*** Opening DATA TO PROCESS ***

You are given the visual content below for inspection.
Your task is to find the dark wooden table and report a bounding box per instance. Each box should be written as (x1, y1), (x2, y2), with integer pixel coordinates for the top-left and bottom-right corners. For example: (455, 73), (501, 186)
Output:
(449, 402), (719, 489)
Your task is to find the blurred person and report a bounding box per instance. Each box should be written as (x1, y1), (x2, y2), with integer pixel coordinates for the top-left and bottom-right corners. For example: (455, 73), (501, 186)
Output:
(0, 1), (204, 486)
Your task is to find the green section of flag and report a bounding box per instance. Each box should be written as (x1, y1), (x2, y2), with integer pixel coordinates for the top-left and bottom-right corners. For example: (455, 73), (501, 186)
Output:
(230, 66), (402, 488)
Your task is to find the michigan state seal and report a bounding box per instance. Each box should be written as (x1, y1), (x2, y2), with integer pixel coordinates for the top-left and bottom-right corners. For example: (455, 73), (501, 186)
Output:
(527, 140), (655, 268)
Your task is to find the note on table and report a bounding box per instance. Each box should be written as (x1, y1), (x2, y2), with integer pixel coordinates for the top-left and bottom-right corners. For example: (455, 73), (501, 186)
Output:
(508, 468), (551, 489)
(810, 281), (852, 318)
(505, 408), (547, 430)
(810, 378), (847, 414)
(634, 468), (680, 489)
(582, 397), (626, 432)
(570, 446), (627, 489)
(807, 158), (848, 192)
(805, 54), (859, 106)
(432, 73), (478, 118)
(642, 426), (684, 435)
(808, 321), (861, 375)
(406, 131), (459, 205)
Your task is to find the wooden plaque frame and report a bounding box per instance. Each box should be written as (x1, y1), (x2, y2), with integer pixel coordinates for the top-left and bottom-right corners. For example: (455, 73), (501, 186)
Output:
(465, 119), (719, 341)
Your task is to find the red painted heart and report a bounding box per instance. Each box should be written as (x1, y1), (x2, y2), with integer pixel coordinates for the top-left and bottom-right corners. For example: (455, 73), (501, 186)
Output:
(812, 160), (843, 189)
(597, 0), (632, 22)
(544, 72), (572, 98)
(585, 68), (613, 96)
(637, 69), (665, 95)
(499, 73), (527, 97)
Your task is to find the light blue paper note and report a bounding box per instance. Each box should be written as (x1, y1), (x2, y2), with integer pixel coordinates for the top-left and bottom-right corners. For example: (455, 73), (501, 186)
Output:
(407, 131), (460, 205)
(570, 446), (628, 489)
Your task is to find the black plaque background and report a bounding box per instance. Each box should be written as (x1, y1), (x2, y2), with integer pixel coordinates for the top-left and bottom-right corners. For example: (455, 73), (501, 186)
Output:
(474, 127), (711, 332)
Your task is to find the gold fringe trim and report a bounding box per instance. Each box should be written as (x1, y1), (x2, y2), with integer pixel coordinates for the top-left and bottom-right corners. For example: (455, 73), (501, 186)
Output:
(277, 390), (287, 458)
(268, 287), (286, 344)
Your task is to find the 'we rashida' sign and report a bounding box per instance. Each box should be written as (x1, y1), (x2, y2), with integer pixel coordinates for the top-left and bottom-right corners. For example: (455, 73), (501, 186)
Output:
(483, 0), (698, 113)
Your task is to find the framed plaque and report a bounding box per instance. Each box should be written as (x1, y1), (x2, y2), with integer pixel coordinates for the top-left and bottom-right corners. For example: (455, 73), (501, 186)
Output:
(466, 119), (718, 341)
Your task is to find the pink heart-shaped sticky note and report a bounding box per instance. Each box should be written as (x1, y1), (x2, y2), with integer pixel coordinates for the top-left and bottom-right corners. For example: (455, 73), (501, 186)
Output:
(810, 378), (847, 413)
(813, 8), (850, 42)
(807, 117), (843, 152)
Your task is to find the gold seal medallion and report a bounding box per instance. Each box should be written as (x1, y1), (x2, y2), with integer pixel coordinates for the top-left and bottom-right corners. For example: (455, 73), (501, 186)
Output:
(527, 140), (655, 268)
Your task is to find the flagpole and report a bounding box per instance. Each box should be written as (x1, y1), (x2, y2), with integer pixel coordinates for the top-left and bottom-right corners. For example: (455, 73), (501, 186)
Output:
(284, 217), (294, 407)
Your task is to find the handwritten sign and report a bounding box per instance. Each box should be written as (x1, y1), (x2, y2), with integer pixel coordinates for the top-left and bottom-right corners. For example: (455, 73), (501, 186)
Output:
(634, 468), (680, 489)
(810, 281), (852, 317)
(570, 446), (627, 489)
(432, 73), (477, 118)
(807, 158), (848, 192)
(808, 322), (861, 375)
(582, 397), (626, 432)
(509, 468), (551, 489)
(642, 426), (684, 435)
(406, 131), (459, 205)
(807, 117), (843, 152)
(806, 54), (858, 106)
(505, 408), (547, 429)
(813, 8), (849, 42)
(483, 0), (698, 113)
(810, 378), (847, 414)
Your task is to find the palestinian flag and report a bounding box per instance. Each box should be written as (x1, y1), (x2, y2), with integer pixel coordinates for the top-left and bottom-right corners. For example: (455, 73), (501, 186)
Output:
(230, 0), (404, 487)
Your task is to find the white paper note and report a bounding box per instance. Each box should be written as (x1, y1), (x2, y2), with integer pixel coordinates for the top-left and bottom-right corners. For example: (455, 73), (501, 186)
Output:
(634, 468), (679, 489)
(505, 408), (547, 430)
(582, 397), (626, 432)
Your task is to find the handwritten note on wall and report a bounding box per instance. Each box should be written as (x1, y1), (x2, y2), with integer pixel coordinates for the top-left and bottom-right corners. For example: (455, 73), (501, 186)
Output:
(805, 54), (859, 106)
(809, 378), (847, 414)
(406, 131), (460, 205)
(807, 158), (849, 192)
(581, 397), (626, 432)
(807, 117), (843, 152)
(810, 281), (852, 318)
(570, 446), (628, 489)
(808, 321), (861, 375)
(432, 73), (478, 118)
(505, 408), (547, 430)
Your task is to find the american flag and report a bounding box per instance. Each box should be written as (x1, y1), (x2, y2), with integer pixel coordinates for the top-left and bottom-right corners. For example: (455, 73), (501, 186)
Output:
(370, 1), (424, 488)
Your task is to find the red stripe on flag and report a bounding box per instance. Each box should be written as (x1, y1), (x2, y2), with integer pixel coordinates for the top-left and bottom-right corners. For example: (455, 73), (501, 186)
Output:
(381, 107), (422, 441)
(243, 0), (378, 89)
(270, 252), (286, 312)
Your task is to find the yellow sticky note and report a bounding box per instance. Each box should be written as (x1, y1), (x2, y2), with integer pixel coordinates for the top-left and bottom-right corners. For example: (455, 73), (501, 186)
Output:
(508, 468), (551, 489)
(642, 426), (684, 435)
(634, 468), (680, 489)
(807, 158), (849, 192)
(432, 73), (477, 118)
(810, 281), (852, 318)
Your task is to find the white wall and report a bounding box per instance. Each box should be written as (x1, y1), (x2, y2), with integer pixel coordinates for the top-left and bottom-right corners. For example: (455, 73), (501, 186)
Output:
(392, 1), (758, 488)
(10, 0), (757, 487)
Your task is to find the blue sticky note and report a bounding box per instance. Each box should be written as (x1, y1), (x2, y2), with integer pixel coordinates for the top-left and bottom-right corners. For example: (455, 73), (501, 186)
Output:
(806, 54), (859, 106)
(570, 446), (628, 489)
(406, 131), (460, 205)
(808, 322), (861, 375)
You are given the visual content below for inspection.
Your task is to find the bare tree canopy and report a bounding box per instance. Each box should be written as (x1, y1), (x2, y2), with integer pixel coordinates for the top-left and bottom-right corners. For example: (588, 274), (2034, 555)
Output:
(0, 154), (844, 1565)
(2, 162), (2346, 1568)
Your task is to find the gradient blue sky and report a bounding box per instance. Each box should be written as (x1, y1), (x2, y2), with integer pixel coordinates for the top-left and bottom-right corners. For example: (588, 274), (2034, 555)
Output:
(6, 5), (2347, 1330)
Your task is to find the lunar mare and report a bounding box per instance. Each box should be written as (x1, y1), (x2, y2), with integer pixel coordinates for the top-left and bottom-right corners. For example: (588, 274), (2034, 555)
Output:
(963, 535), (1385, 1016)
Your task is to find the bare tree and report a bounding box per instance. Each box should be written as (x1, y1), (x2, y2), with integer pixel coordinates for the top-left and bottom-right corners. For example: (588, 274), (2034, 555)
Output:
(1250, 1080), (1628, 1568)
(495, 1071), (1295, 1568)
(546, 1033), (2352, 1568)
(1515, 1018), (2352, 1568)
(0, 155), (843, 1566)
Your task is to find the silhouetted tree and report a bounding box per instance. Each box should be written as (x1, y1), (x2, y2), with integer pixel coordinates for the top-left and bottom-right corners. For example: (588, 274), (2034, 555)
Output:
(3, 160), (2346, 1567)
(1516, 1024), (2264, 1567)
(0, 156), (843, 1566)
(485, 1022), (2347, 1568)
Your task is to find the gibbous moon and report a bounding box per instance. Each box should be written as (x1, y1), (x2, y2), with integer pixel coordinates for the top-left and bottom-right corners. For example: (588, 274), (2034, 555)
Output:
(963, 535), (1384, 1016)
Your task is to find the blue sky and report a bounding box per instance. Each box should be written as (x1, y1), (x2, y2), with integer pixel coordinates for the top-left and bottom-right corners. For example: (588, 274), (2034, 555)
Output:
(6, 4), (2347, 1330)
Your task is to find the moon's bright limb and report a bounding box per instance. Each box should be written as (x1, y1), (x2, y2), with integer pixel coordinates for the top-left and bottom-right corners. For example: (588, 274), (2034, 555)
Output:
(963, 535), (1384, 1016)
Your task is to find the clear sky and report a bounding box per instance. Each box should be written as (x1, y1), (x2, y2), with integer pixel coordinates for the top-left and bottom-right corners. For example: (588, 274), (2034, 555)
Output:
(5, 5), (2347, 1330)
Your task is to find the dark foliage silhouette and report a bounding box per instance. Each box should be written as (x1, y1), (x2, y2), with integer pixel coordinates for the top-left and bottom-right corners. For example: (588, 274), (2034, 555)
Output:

*** Closing DATA TO PROCESS ***

Everything above from the line containing "Your task is to find the wooden" through the line containing "Your task is to find the red painted" must be copied exactly. Nothing outside that range belongs in the answer.

Your task is to find the wooden plaque frame and report a bounding box per instance. Each box should be written as (x1, y1), (x2, y2), with integer pixel coordinates for the top-left and bottom-right corners. For example: (455, 73), (501, 186)
Output:
(465, 119), (719, 341)
Your task is to find the red painted heart and report a bounding box per instance. Each box should be written as (x1, y1), (x2, y2), with integer pixel coordinates for the top-left and bottom-right corners. For example: (455, 73), (501, 186)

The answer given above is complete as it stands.